— Task a —
Summarize the passage on God's provision in two sentences.

Provided passage below:

The promise is again suggested in Philippians 4:19, "And my God will meet all your needs according to His glorious riches in Christ Jesus."  God has been most faithful to His promise of provision, yet there is a caveat or two that must be understood.  God will provide in HIS timing.  God will provide WHAT and HOW HE deems to provide.  Then, there are times that HIS provision is the grace to walk in and walk out the need/concern.  

In those times that God meets my need but, NOT in the way or specifically what I requested, can become a REAL test of faith. It is too often at this point that the evil one scores, I can get weary in my "trusting God" , and move into disappointment and cynicism. In my transparency, I want you to understand, this is a tactic of the evil one, I have experienced it, and it can become a minefield of distrust if  the emotions are not yielded to the Lord. 

 Our faith is tested and will be tested...not for God to see if we pass the test or not, but for our faith to have endurance/stamina/strength to be built up.  This faith-walk can easily become a fire-walk and we must have the endurance to persevere and STAND. Oh, to be found faithful when the "bullets and arrows" of the evil one are flying at us and around us.   This has been my prayer during this year with the anniversary of January 22, 2017 at 7:10 pm at the death of an eldest son.  Lord, don't let me waste my grief in ANY emotions and speech that dishonors You or the faith-walk that You have given me to walk out. Thank You for grace and comfort.  Forever learning.  In process.  #IHAVETHREESONS.

End of Provided passage.
Source data below:

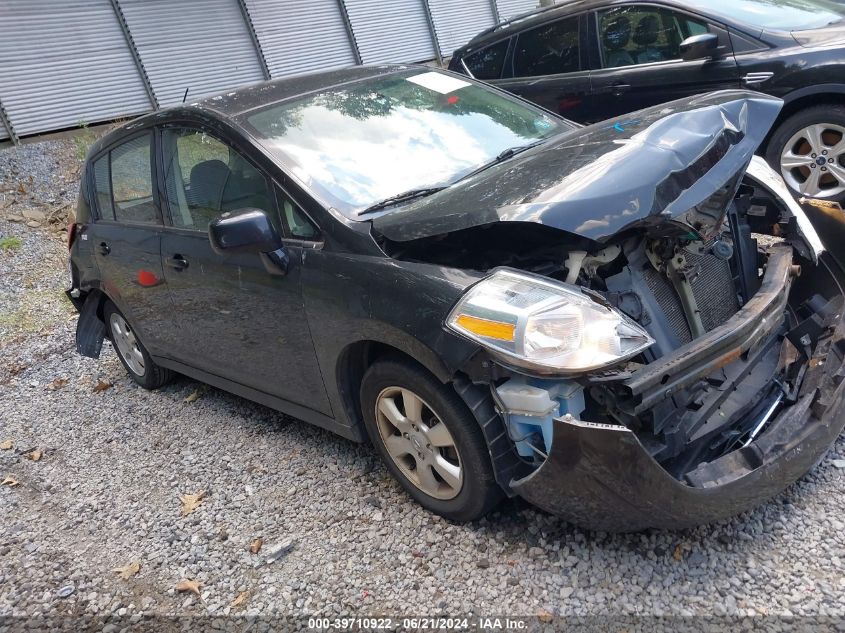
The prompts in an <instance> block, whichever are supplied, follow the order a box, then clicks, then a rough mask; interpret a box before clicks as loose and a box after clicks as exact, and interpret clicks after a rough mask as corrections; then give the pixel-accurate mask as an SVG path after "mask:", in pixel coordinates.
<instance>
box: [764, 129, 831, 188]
mask: <svg viewBox="0 0 845 633" xmlns="http://www.w3.org/2000/svg"><path fill="white" fill-rule="evenodd" d="M841 161H845V127H843V126H841V125H836V124H834V123H817V124H814V125H809V126H807V127H805V128H803V129H801V130H799V131H798V132H796V133H795V134H793V135H792V137H790V139H789V140H788V141H787V142H786V144H785V145H784V146H783V150H782V151H781V156H780V167H781V174H782V175H783V178H784V180H785V181H786V183H787V184H788V185H789V186H790V187H792V189H794V190H795V191H799V192H800V193H802V194H803V195H805V196H810V197H814V198H831V197H834V196H839V195H841V194H842V193H843V192H845V162H841Z"/></svg>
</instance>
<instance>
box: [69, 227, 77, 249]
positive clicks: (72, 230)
mask: <svg viewBox="0 0 845 633" xmlns="http://www.w3.org/2000/svg"><path fill="white" fill-rule="evenodd" d="M75 239H76V222H68V225H67V249H68V250H70V249H71V248H72V247H73V241H74V240H75Z"/></svg>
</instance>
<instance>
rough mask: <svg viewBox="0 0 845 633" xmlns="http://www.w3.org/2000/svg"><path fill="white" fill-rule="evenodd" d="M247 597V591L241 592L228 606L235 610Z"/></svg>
mask: <svg viewBox="0 0 845 633" xmlns="http://www.w3.org/2000/svg"><path fill="white" fill-rule="evenodd" d="M248 597H249V592H248V591H242V592H240V593H239V594H238V595H237V596H236V597H235V599H234V600H232V603H231V604H230V605H229V606H230V607H232V608H233V609H234V608H236V607H239V606H241V605H242V604H243V603H244V602H246V599H247V598H248Z"/></svg>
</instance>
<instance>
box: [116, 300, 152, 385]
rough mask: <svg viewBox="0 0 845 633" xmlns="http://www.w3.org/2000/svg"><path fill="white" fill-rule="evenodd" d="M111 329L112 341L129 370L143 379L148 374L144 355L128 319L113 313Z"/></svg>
mask: <svg viewBox="0 0 845 633" xmlns="http://www.w3.org/2000/svg"><path fill="white" fill-rule="evenodd" d="M109 327H110V328H111V333H112V341H113V342H114V345H115V347H117V352H118V353H119V354H120V356H121V358H123V360H124V362H125V363H126V364H127V365H128V366H129V369H130V370H132V371H133V372H134V373H135V374H136V375H138V376H139V377H142V376H143V375H144V374H145V373H146V362H145V361H144V354H143V353H142V352H141V348H140V347H139V346H138V339H136V338H135V333H134V332H132V329H131V328H130V327H129V324H128V323H127V322H126V319H124V318H123V317H122V316H121V315H120V314H118V313H117V312H112V314H111V316H110V317H109Z"/></svg>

End of Source data.

— Task b —
Return each line of the records that contains the string "clicks", treating uppercase and lowercase as distinct.

— Answer a —
God has been faithful to the promise of provision in Philippians 4:19, but He provides in His own timing and in the way He chooses, sometimes by giving grace to walk through the need. When His provision differs from what was requested, faith is tested in order to build endurance, and the writer, during the anniversary of an eldest son's death, prays not to waste that grief in emotions or speech that dishonor the Lord.

— Answer b —
The prompts in an <instance> block, whichever are supplied, follow the order a box, then clicks, then a rough mask; interpret a box before clicks as loose and a box after clicks as exact, and interpret clicks after a rough mask as corrections; then give the pixel-accurate mask as an SVG path after "mask:", in pixel coordinates.
positive clicks: (72, 230)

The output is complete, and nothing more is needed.